--- START OF Extracted material ---

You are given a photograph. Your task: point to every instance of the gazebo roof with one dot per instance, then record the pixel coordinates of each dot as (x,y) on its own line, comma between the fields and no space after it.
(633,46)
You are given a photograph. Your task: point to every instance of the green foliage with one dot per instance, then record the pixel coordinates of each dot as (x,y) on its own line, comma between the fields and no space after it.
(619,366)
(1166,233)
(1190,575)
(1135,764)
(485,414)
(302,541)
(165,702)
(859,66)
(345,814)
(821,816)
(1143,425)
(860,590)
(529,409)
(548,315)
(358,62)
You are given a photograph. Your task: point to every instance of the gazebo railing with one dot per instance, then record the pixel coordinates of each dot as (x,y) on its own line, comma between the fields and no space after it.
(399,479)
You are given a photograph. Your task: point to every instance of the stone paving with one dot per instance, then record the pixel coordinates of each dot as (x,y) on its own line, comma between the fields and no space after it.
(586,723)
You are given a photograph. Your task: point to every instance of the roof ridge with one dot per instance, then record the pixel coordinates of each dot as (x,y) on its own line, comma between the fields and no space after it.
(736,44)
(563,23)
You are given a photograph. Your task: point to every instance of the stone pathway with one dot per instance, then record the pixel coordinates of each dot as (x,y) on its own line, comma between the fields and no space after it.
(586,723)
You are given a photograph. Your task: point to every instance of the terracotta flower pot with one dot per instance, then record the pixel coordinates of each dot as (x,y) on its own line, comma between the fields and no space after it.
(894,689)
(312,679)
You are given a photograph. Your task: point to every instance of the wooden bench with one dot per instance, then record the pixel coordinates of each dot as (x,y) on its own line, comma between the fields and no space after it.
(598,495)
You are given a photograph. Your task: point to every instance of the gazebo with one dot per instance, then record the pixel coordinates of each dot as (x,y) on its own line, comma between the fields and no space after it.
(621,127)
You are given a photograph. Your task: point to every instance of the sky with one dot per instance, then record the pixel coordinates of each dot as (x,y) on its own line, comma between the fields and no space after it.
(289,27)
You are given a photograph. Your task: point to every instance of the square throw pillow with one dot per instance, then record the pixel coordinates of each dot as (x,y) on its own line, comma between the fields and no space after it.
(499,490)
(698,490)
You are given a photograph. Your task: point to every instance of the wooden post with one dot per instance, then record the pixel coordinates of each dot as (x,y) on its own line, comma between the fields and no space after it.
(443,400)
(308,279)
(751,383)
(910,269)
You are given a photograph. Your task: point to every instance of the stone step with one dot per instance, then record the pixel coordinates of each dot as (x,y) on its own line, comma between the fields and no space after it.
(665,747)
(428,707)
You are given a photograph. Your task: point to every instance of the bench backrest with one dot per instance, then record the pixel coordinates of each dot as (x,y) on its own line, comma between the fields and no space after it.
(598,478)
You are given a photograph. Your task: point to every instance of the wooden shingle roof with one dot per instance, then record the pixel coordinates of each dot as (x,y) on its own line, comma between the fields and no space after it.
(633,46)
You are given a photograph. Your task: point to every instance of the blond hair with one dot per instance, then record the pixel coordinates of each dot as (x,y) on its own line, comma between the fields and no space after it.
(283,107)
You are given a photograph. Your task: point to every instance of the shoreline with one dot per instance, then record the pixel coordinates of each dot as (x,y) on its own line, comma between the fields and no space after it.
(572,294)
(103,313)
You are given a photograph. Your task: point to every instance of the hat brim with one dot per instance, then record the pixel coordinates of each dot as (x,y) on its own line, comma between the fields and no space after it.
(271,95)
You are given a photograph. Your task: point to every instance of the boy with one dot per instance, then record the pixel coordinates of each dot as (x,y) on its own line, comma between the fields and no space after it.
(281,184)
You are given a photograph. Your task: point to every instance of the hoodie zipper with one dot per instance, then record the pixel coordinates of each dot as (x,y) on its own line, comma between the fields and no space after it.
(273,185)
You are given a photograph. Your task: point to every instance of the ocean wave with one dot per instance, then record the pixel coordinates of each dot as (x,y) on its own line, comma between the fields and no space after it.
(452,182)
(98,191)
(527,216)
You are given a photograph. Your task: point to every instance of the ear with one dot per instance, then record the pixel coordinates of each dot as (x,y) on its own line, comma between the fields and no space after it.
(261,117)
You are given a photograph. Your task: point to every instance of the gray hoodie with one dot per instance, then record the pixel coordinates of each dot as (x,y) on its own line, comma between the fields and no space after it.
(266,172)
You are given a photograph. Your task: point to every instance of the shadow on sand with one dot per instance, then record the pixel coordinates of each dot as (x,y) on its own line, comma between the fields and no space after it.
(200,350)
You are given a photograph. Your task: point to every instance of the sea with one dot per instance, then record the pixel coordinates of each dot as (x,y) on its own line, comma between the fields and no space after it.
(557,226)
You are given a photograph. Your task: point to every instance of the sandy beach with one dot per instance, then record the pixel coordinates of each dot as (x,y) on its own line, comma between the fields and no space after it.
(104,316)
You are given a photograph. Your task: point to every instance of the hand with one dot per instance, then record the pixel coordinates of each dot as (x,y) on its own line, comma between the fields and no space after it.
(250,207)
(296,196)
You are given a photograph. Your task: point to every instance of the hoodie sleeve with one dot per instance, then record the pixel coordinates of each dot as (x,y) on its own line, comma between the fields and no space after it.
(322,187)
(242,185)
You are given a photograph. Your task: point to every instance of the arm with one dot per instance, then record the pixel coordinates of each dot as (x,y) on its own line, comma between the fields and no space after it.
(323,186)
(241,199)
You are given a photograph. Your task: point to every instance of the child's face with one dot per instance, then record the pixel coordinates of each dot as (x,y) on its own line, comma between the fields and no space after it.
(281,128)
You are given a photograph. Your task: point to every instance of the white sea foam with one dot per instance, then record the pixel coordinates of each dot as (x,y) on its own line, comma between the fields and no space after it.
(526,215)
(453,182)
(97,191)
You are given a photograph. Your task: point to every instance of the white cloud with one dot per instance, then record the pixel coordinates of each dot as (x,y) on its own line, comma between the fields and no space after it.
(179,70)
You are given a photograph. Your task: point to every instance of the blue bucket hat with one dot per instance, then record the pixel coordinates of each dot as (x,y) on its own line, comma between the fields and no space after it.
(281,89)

--- END OF Extracted material ---

Repeat exactly the lines from the line containing "of the child's" through the last line of the records above, including both, and nothing else.

Worked solution:
You are given a photograph. Your task: point to every instance of the child's face with one dot per instance, then record the pixel coordinates of each dot as (x,y) on its own line, comma between the fields and no space after it.
(281,128)
You are given a photograph. Your task: point to every instance of the white sea foam with one dot per instance, then record the pixel coordinates of each dot as (x,y) on its own line, comma between the fields and no space after it.
(526,215)
(453,182)
(97,191)
You are given a photograph. Your task: point to every instance of the white cloud with one dot per instance, then record the pixel coordinates of each dot as (x,y) on its own line, comma between the fields and no space after it.
(179,70)
You are given a photograph. Your task: point to every instance of the blue bucket hat with one dot per instance, then record the pixel coordinates of each dot as (x,y) on its own line, comma between the fields and no space after it.
(281,89)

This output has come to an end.